_GIVEN REQUEST_: Skip the pictures. Transcribe the rest of the data below without changing a word.

_PROVIDED RECORDS_:
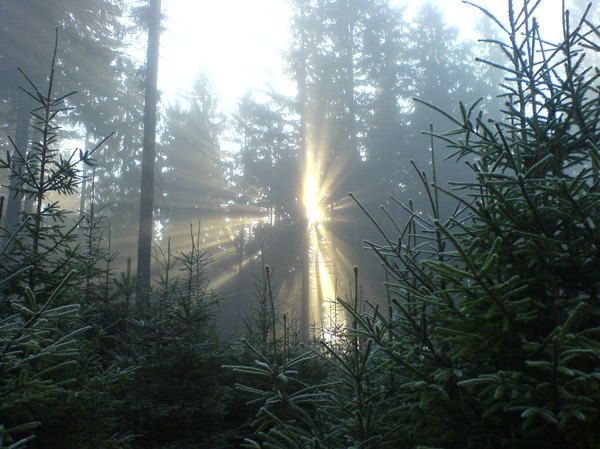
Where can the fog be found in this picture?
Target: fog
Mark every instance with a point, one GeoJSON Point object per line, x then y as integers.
{"type": "Point", "coordinates": [265, 178]}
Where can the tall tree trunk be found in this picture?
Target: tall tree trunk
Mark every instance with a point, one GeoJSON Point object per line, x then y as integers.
{"type": "Point", "coordinates": [15, 197]}
{"type": "Point", "coordinates": [302, 85]}
{"type": "Point", "coordinates": [142, 298]}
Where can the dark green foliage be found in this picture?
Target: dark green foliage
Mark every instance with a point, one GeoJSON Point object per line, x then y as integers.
{"type": "Point", "coordinates": [490, 337]}
{"type": "Point", "coordinates": [180, 395]}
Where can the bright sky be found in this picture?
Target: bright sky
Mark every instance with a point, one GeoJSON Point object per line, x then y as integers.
{"type": "Point", "coordinates": [240, 44]}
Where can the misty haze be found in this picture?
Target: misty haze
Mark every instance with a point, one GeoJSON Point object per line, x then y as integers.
{"type": "Point", "coordinates": [299, 224]}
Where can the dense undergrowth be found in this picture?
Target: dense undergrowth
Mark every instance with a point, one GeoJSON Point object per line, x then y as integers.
{"type": "Point", "coordinates": [489, 336]}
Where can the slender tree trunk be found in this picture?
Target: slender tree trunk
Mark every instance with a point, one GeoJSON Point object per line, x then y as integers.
{"type": "Point", "coordinates": [148, 161]}
{"type": "Point", "coordinates": [14, 197]}
{"type": "Point", "coordinates": [302, 84]}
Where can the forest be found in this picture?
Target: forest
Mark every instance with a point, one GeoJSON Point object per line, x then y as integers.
{"type": "Point", "coordinates": [403, 253]}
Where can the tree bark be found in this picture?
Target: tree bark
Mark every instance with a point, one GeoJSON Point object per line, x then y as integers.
{"type": "Point", "coordinates": [15, 197]}
{"type": "Point", "coordinates": [142, 299]}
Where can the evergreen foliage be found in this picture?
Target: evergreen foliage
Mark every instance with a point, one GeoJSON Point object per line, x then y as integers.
{"type": "Point", "coordinates": [490, 337]}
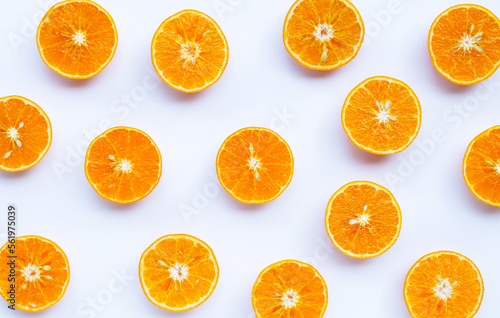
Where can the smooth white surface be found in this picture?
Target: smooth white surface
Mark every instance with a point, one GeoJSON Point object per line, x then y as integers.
{"type": "Point", "coordinates": [261, 80]}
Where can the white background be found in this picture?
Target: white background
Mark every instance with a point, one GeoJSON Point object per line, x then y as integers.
{"type": "Point", "coordinates": [260, 83]}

_SOLUTION TO THIS PROBLEM_:
Where can the fog be found in this picture?
Target: fog
Mark every instance with a point, one GeoJSON Point object per line, x then y as integers.
{"type": "Point", "coordinates": [265, 178]}
Where can the tall tree trunk be found in this picture?
Target: tall tree trunk
Mark every instance with a point, one GeoJSON Point object per line, x then y as integers.
{"type": "Point", "coordinates": [15, 197]}
{"type": "Point", "coordinates": [302, 85]}
{"type": "Point", "coordinates": [142, 298]}
Where can the dark green foliage be found in this picture?
Target: dark green foliage
Mark every instance with a point, one GeoJSON Point object per line, x then y as integers.
{"type": "Point", "coordinates": [490, 337]}
{"type": "Point", "coordinates": [180, 395]}
Where can the bright sky be found in this picture?
Target: bright sky
Mark every instance with a point, one GeoJSON Point object per line, x then y as integers.
{"type": "Point", "coordinates": [240, 44]}
Where can the misty haze be found in this picture?
Target: misty haze
Mark every instance with a point, one GeoJSON Point object per line, x then y as integers.
{"type": "Point", "coordinates": [299, 224]}
Where can the dense undergrowth be found in this picture?
Target: dense undergrowth
Mark every instance with a point, one GeoJSON Point object per line, x then y as integers.
{"type": "Point", "coordinates": [489, 336]}
Where can the slender tree trunk be found in this picture?
Target: slender tree trunk
Mark every instance with a point, one GeoJSON Point object per line, x then y as integers.
{"type": "Point", "coordinates": [148, 161]}
{"type": "Point", "coordinates": [14, 197]}
{"type": "Point", "coordinates": [302, 84]}
Where can the forest be found in this picture?
Target: forest
Mark every instance with a point, one GeoJSON Point object per line, x then y as integers.
{"type": "Point", "coordinates": [403, 253]}
Where can the tree bark be found in this picture?
Target: tree bark
Mark every instance with a point, one GeoJSON Point object per line, x then y as integers.
{"type": "Point", "coordinates": [15, 197]}
{"type": "Point", "coordinates": [142, 299]}
Where can the evergreen foliage be found in this picture?
Target: evergreen foliage
Mark every instance with a point, one GeoJSON Point object per line, x then y as integers.
{"type": "Point", "coordinates": [490, 337]}
Where can the smooth white surface be found in this picture?
Target: smooth white surface
Mark every instance with a point, one GeoJSON Point object per line, x then y as integers.
{"type": "Point", "coordinates": [261, 80]}
Where can the white background be found in this picture?
Target: white background
Mark every instance with a point, one GeoJSON Point object per line, x then y as integers.
{"type": "Point", "coordinates": [260, 83]}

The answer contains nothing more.